» **GIVEN EXERCISE**: Copy the following records line for line, without changing anything.

==== AVAILABLE DATA

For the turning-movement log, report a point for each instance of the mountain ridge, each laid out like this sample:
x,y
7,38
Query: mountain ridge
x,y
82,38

========

» **RESPONSE FOR THIS EXERCISE**:
For the turning-movement log, report a point for each instance of the mountain ridge, each laid out like this sample:
x,y
7,38
Query: mountain ridge
x,y
82,38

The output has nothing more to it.